Кстати, у Шукшина есть замечательный рассказ о том, как не любит народ, когда в него «ходят». К деревенской старухе приехал на побывку сын — кандидат наук. Взбудоражив всю деревню, подкатил на такси, привёз в подарок электрический самовар и почему-то деревянные ложки (вроде как стеклянные бусы), в общем, нехорошо приехал, нескромно. И мужики инстинктивно этому воспротивились. (Им-то на такси не ездить. Им лучше не вспоминать о том, что жить можно по-другому, для мужика это смерти подобно, он от этого начинает «задумываться».) Вот и снарядили местного болтуна, чтобы тот кандидата «срезал». Он срезал (в их глазах), и стало мужикам легче: не больно-то, выходит, кандидат настоящий. А если кандидат не настоящий, то и такси не настоящее, — можно не париться.

▶ [Выборка данных]:

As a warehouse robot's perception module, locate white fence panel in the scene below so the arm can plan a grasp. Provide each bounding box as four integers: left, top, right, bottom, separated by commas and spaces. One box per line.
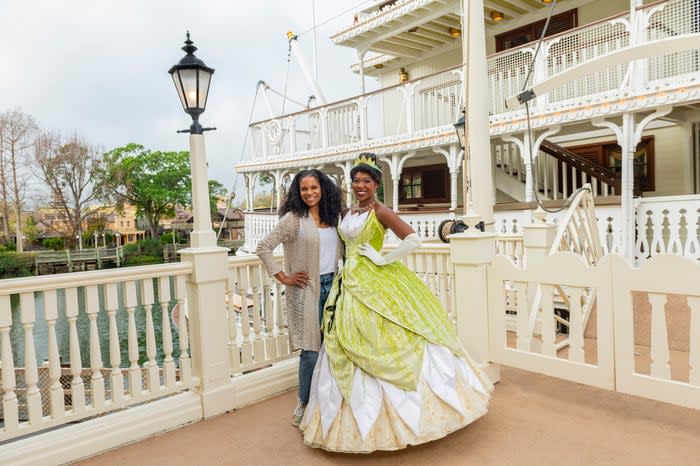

▶ [Описание задания]:
Определите, соответствуют ли фрагменту о рассказе Шукшина три утверждения: (a) сын приехал к старухе на автобусе; (b) среди подарков сына были деревянные ложки; (c) мужики отправили к кандидату местного болтуна. На каждое ответьте «да» или «нет» и приведите точную цитату из фрагмента, которая это решает. Материал в этой работе не используется.

▶ [Ожидаемый ответ]:
(a) Нет: «подкатил на такси».
(b) Да: «привёз в подарок электрический самовар и почему-то деревянные ложки».
(c) Да: «снарядили местного болтуна».